## About this exercise
Convert the data, starting with its first line and going on through the line that contains "positive clicks: (947, 392) (927, 318)", into a JSON list of strings with one string for each line and blank lines skipped. Leave the pictures out of the list.

## Saved data entries
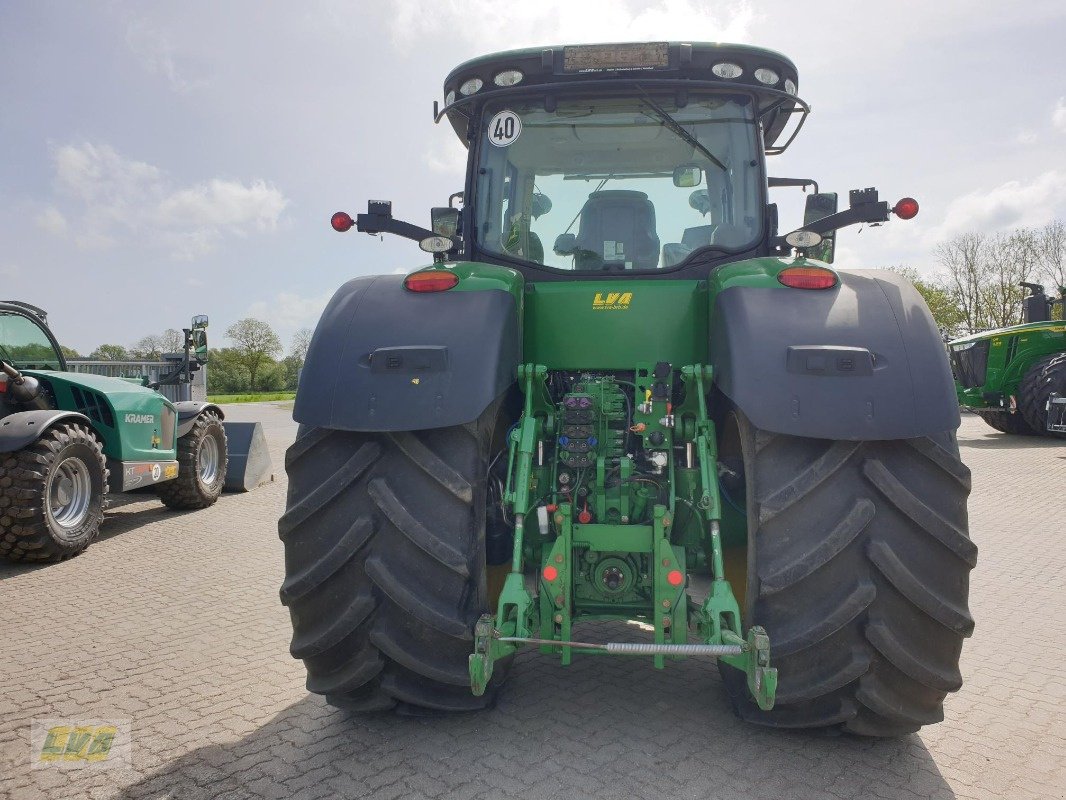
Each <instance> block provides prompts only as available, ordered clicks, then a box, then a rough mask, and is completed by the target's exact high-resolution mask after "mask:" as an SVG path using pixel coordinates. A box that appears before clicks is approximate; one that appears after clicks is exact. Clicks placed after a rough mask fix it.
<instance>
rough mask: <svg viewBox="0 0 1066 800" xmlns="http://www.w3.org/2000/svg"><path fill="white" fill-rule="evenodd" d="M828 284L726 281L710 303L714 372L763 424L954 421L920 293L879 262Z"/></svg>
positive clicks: (947, 392) (927, 318)
mask: <svg viewBox="0 0 1066 800" xmlns="http://www.w3.org/2000/svg"><path fill="white" fill-rule="evenodd" d="M840 278H841V285H840V286H839V287H837V288H835V289H829V290H802V289H784V288H782V289H760V288H748V287H733V288H729V289H726V290H725V291H723V292H722V293H721V294H720V295H718V298H717V301H716V304H715V308H714V309H713V320H712V324H711V363H712V364H713V365H714V367H715V383H716V384H717V385H718V387H720V388H721V389H722V391H723V393H724V394H725V395H726V396H727V397H728V398H729V399H730V400H731V401H732V402H733V403H734V404H736V405H738V406H739V407H740V409H741V410H742V411H743V412H744V414H745V415H747V417H748V418H749V419H750V420H752V421H753V422H754V423H755V425H756V426H757V427H759V428H762V429H764V430H768V431H772V432H774V433H784V434H790V435H795V436H811V437H818V438H830V439H855V441H858V439H893V438H911V437H916V436H923V435H928V434H934V433H941V432H943V431H948V430H955V429H956V428H958V425H959V416H958V401H957V400H956V397H955V386H954V383H953V381H952V377H951V368H950V367H949V365H948V356H947V351H946V350H944V346H943V341H942V339H941V337H940V332H939V331H938V330H937V326H936V324H935V323H934V321H933V317H932V315H930V311H928V308H927V307H926V305H925V302H924V301H923V300H922V298H921V295H920V294H919V293H918V292H917V291H916V290H915V288H914V287H912V286H911V285H910V284H909V282H907V281H905V279H904V278H902V277H900V276H899V275H897V274H894V273H891V272H886V271H882V270H869V271H862V272H841V273H840Z"/></svg>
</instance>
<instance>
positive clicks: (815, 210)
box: [803, 192, 837, 263]
mask: <svg viewBox="0 0 1066 800" xmlns="http://www.w3.org/2000/svg"><path fill="white" fill-rule="evenodd" d="M835 213H837V193H836V192H821V193H818V194H808V195H807V204H806V206H805V207H804V213H803V224H804V226H807V225H809V224H810V223H812V222H817V221H818V220H821V219H822V218H824V217H831V215H833V214H835ZM836 249H837V236H836V231H835V230H830V231H828V233H826V234H823V235H822V241H821V243H819V244H817V245H814V246H813V247H811V249H810V250H809V251H808V252H807V255H808V256H810V257H811V258H817V259H818V260H820V261H825V262H826V263H833V256H834V253H835V252H836Z"/></svg>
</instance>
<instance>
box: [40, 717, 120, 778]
mask: <svg viewBox="0 0 1066 800" xmlns="http://www.w3.org/2000/svg"><path fill="white" fill-rule="evenodd" d="M130 740H131V735H130V721H129V720H61V719H35V720H33V724H32V725H31V729H30V765H31V766H32V767H33V769H48V768H58V769H77V768H93V769H129V768H130V767H131V764H130V746H131V741H130Z"/></svg>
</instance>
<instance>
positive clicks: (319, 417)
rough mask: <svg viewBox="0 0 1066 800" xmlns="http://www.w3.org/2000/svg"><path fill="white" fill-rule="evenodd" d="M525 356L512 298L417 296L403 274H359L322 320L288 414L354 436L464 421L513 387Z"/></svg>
mask: <svg viewBox="0 0 1066 800" xmlns="http://www.w3.org/2000/svg"><path fill="white" fill-rule="evenodd" d="M520 357H521V336H520V330H519V323H518V313H517V307H516V305H515V300H514V298H513V297H512V294H511V293H510V292H506V291H502V290H496V289H490V290H486V291H442V292H427V293H417V292H410V291H407V290H406V289H404V288H403V277H402V276H401V275H381V276H373V277H360V278H355V279H354V281H350V282H348V283H346V284H344V286H342V287H341V288H340V289H339V290H338V291H337V293H336V294H335V295H334V298H333V300H330V301H329V305H327V306H326V309H325V311H323V314H322V319H321V320H320V321H319V325H318V329H317V330H316V331H314V336H313V338H312V339H311V346H310V349H309V350H308V352H307V361H306V363H305V364H304V370H303V372H302V374H301V379H300V390H298V391H297V393H296V404H295V409H294V410H293V415H292V416H293V418H294V419H295V420H296V421H297V422H301V423H302V425H309V426H317V427H324V428H333V429H339V430H350V431H411V430H422V429H426V428H443V427H447V426H454V425H463V423H465V422H470V421H473V420H474V419H477V418H478V417H479V416H480V415H481V413H482V412H483V411H484V410H485V409H486V407H488V405H489V404H490V403H491V402H492V401H494V400H496V399H497V398H498V397H500V396H501V395H502V394H503V393H504V391H505V390H506V389H507V387H508V386H511V384H513V383H514V381H515V370H516V367H517V366H518V363H519V359H520Z"/></svg>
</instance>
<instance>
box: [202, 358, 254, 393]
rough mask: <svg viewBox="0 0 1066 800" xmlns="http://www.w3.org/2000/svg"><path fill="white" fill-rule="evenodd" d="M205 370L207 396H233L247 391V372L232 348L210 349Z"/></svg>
mask: <svg viewBox="0 0 1066 800" xmlns="http://www.w3.org/2000/svg"><path fill="white" fill-rule="evenodd" d="M209 354H210V358H211V361H210V364H209V365H208V370H207V390H208V394H209V395H235V394H240V393H242V391H247V390H248V386H249V382H248V371H247V370H246V369H245V368H244V365H243V364H242V363H241V359H240V354H239V353H238V352H237V351H236V350H233V348H211V351H210V353H209Z"/></svg>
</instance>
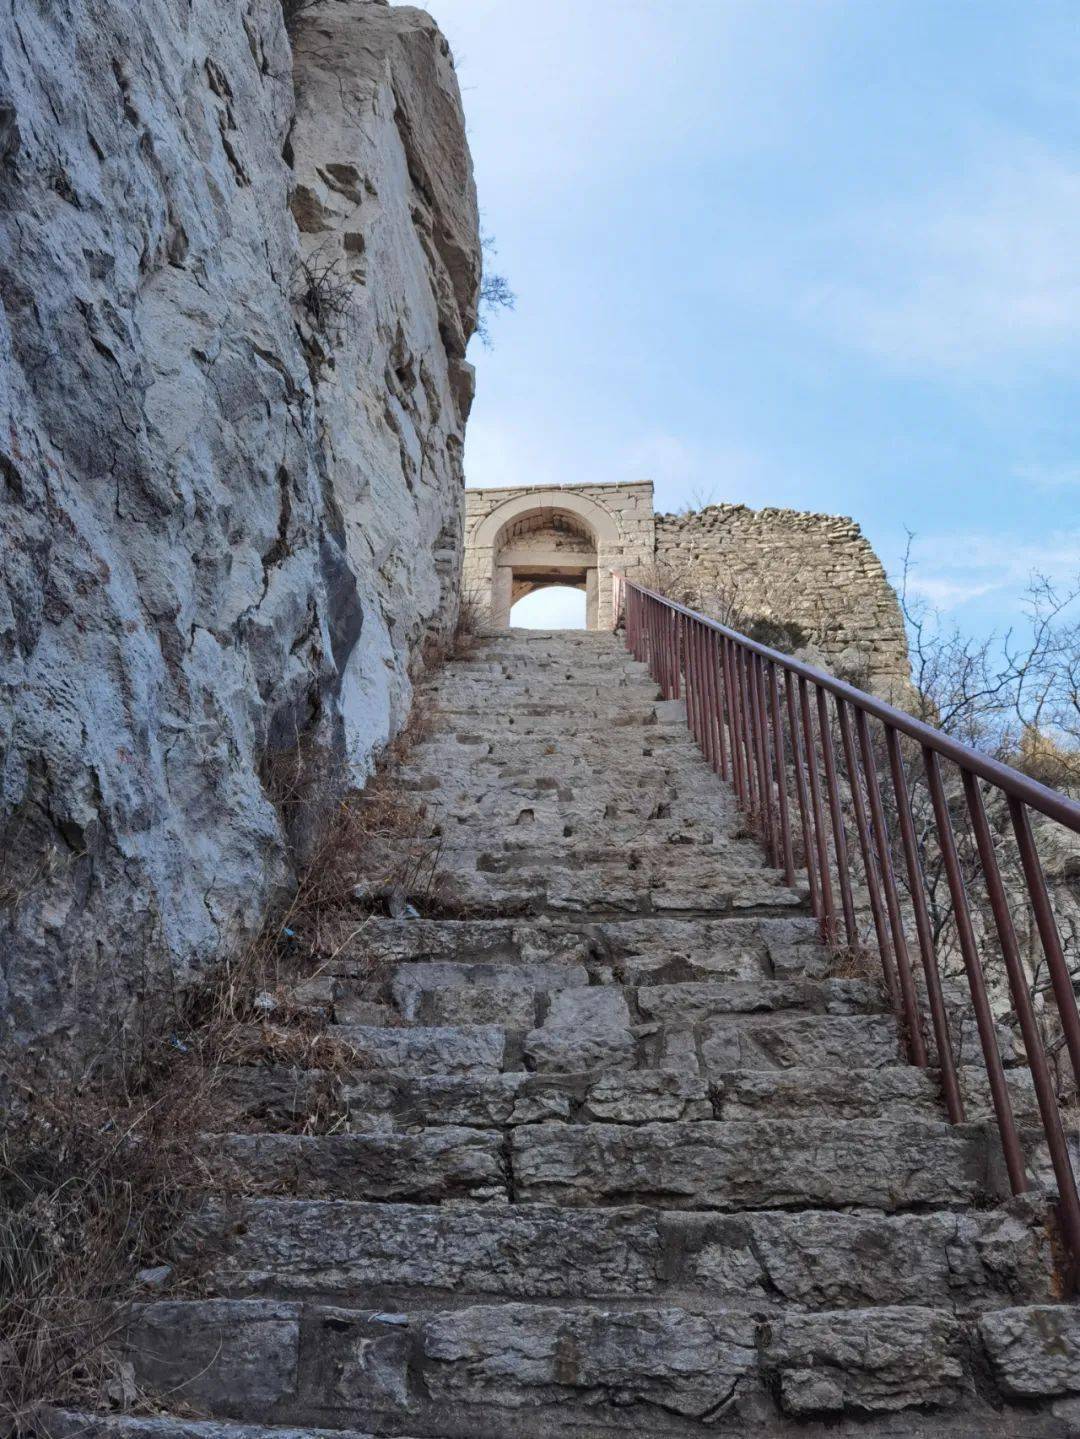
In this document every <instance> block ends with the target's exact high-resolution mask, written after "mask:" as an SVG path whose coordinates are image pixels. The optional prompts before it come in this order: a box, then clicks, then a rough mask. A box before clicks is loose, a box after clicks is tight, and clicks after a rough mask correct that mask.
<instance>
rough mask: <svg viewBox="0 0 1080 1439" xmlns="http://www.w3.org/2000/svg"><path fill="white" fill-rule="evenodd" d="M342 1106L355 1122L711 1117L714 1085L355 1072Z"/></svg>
mask: <svg viewBox="0 0 1080 1439" xmlns="http://www.w3.org/2000/svg"><path fill="white" fill-rule="evenodd" d="M341 1095H342V1102H341V1105H339V1108H344V1109H345V1111H347V1112H348V1118H349V1124H351V1125H352V1127H355V1128H383V1127H387V1128H397V1127H401V1128H407V1127H413V1125H431V1124H459V1125H472V1127H476V1128H508V1127H512V1125H518V1124H538V1122H542V1121H545V1120H565V1121H577V1122H590V1121H607V1122H626V1124H643V1122H647V1121H676V1120H712V1118H713V1117H715V1114H713V1104H712V1097H710V1092H709V1086H708V1085H706V1084H705V1081H703V1079H699V1078H697V1076H695V1075H683V1073H664V1072H657V1071H637V1072H633V1071H630V1072H615V1073H595V1072H592V1073H551V1075H548V1073H526V1072H518V1073H503V1075H492V1076H477V1078H460V1076H443V1075H403V1073H397V1075H362V1073H361V1075H354V1076H351V1078H349V1079H347V1081H345V1082H344V1084H342V1091H341Z"/></svg>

## Reply
[
  "Each <instance> block provides prompts only as available, ordered clicks, then a box, then a rough mask, and is completed by the target's exact high-resolution mask after \"mask:\" as an SVG path using pixel coordinates. A box that appears before clicks is approximate; one that appears after clicks is exact. Clicks placed after a rough mask fix it.",
  "<instance>",
  "rough mask: <svg viewBox=\"0 0 1066 800\" xmlns=\"http://www.w3.org/2000/svg\"><path fill=\"white\" fill-rule=\"evenodd\" d=\"M828 284L726 281L710 303L714 372L763 424L954 421L920 293L879 262Z\"/></svg>",
  "positive clicks: (947, 392) (927, 318)"
]